Source
— Start —

The Subway sandwich-shop chain has come in for some taunting after the Supreme Court of Ireland ruled that the bread in its sandwiches isn’t bread. That’s probably as much as most people heard about the case, so let’s talk about the very important words that belong at the end of that sentence: “for tax purposes.”

Ireland has a “value-added” sales tax that, much like our GST/HST, is not applied to basic groceries but makes snacks, junk foods and candies taxable. Ireland’s revenuers had refused to refund the VAT on sandwich sales to an Irish Subway franchise owner, and that part of the case ended up hinging on the surprisingly high sugar content in Subway’s bread. The Supreme Court ruled, basically, that Subway sandwiches are too rich and libidinous to be considered a staple food. To the Irish taxman, and no doubt to a nutritionist, they are more like donuts or cake.

— End —

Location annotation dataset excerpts
— Start —

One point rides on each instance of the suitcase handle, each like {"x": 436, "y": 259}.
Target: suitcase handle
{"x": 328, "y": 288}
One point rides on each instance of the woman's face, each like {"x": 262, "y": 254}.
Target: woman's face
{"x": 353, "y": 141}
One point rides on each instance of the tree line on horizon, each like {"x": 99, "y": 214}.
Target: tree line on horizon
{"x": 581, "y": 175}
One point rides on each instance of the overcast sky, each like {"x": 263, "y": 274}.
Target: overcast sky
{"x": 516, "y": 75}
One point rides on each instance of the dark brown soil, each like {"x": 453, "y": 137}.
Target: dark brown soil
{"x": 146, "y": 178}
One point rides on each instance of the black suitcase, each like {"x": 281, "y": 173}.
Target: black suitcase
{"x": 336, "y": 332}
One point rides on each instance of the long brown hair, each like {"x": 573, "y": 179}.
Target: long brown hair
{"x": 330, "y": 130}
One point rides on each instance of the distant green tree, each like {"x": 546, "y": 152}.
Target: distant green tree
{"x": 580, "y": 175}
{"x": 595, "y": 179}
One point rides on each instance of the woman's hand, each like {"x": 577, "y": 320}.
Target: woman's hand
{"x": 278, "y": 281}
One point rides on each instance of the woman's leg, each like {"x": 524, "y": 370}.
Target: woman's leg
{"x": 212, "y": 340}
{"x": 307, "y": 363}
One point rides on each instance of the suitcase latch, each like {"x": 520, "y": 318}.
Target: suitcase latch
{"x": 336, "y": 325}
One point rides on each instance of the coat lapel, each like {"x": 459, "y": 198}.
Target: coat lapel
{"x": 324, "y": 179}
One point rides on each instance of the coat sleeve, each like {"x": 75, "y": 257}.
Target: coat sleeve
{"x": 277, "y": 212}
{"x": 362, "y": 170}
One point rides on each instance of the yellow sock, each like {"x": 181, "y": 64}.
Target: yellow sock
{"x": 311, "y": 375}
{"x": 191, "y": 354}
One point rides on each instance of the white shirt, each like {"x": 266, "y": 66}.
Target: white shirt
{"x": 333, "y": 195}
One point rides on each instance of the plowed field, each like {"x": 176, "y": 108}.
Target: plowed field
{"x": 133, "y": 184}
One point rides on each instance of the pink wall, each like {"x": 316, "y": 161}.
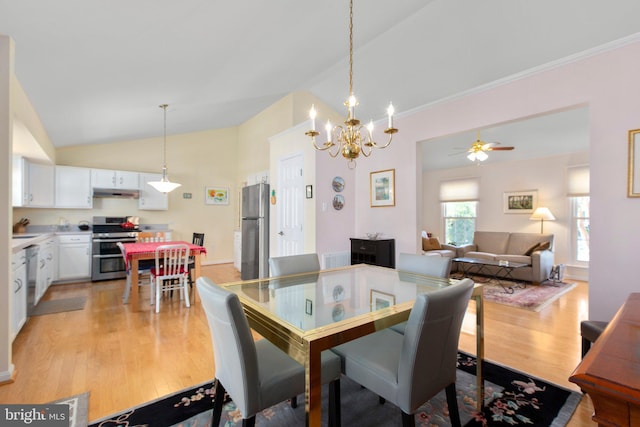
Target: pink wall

— End —

Complete the following
a) According to the Subway passage, what did the refund part of the case end up hinging on?
b) Which kinds of food does the Subway passage say Ireland's value-added sales tax makes taxable?
Rely on the Subway passage alone for your answers.

Task-by-task outputs
a) It hinged on the surprisingly high sugar content in Subway's bread.

b) Snacks, junk foods and candies.